Task description: Count the lines in the entries below that contain the word "ferris" and give only that number.

-- START Records provided --

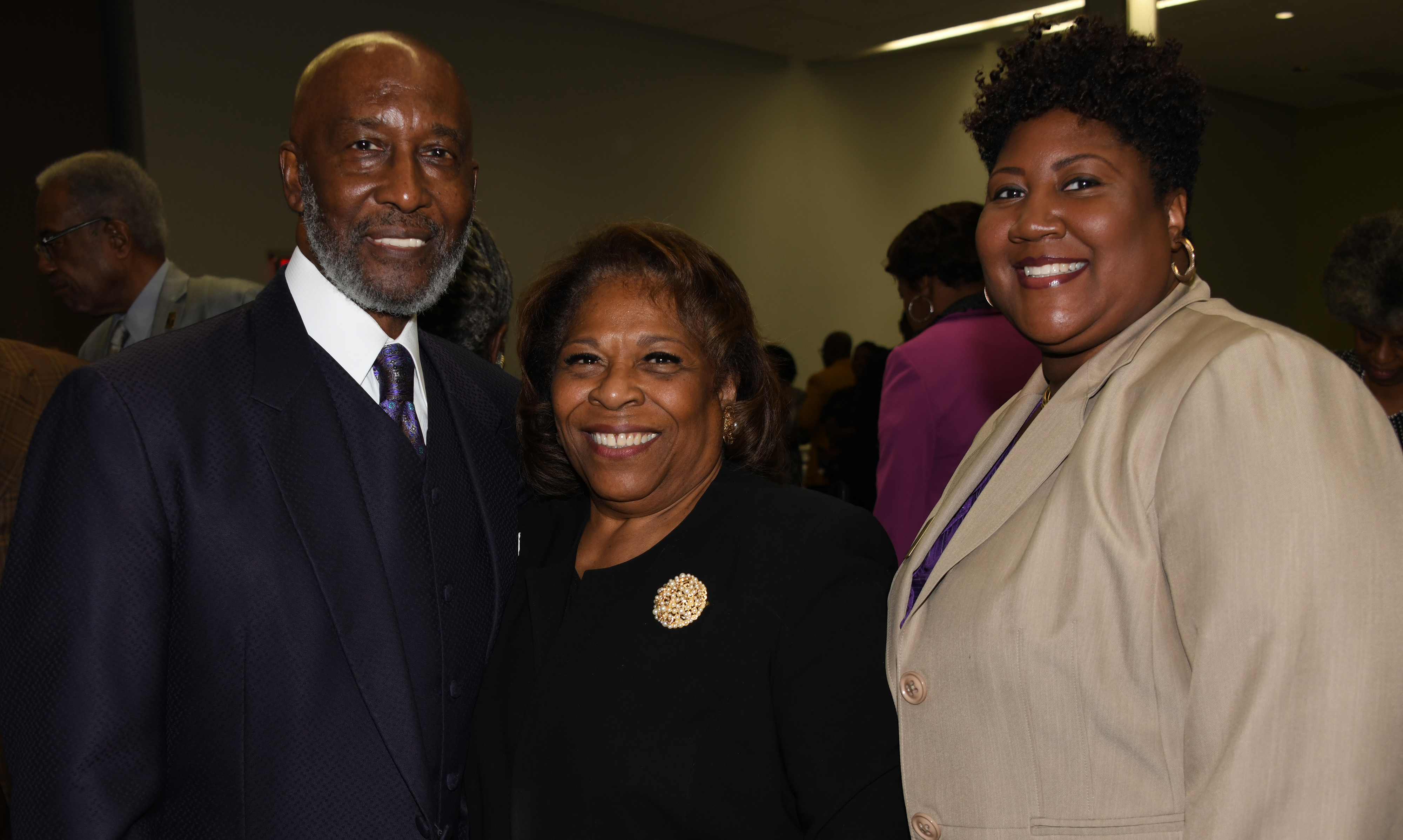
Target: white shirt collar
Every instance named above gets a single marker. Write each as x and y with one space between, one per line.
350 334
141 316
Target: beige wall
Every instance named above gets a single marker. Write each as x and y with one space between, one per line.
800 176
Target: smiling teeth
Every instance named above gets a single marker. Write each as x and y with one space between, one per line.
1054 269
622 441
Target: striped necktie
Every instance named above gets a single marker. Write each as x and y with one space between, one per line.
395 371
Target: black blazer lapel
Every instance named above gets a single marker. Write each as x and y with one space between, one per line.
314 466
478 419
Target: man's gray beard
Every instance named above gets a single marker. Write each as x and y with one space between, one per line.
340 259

-- END Records provided --
-- START Records provided --

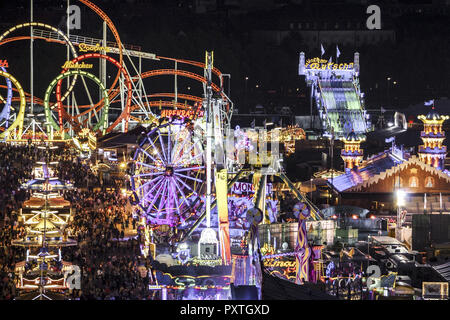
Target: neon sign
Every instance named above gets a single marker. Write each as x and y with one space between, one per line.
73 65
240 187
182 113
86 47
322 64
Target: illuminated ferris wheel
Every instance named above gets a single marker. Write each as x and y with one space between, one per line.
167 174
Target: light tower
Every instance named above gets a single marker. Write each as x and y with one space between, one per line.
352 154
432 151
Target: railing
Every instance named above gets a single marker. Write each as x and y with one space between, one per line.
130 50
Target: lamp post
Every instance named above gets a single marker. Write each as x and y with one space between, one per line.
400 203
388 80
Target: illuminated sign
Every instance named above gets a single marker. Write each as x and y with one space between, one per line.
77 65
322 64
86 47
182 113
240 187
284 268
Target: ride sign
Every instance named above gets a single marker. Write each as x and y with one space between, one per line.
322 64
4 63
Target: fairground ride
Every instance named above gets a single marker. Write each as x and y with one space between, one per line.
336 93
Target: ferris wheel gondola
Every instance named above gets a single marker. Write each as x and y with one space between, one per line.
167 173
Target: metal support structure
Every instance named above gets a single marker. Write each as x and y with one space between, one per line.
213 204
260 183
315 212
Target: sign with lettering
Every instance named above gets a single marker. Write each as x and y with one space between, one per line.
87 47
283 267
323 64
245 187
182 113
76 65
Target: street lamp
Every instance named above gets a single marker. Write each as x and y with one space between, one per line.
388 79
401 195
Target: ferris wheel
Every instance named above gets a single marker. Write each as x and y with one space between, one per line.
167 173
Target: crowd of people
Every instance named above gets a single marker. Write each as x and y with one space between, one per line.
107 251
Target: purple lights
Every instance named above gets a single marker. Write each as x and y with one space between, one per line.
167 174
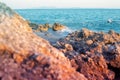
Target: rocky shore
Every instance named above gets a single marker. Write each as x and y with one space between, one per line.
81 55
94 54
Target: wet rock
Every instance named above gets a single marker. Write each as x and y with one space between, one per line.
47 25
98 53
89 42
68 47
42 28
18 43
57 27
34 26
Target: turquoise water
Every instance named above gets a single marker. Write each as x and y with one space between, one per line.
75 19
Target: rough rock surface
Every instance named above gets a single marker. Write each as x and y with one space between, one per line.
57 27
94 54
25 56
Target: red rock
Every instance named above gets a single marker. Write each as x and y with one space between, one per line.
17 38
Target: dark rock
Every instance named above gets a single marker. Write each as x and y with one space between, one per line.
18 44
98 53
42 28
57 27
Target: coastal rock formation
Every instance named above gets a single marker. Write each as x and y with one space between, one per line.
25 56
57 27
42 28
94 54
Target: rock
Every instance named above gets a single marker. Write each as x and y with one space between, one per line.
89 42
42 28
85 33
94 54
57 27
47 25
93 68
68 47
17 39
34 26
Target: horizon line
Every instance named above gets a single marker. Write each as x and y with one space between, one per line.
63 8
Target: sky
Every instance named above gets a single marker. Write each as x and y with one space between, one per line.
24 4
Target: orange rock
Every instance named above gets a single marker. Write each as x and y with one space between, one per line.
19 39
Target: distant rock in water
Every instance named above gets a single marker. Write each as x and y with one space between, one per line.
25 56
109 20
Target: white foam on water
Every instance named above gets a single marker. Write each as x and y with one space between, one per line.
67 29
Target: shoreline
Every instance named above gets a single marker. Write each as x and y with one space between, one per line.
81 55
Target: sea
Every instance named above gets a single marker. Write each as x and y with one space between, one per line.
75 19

-- END Records provided --

Written answer: 3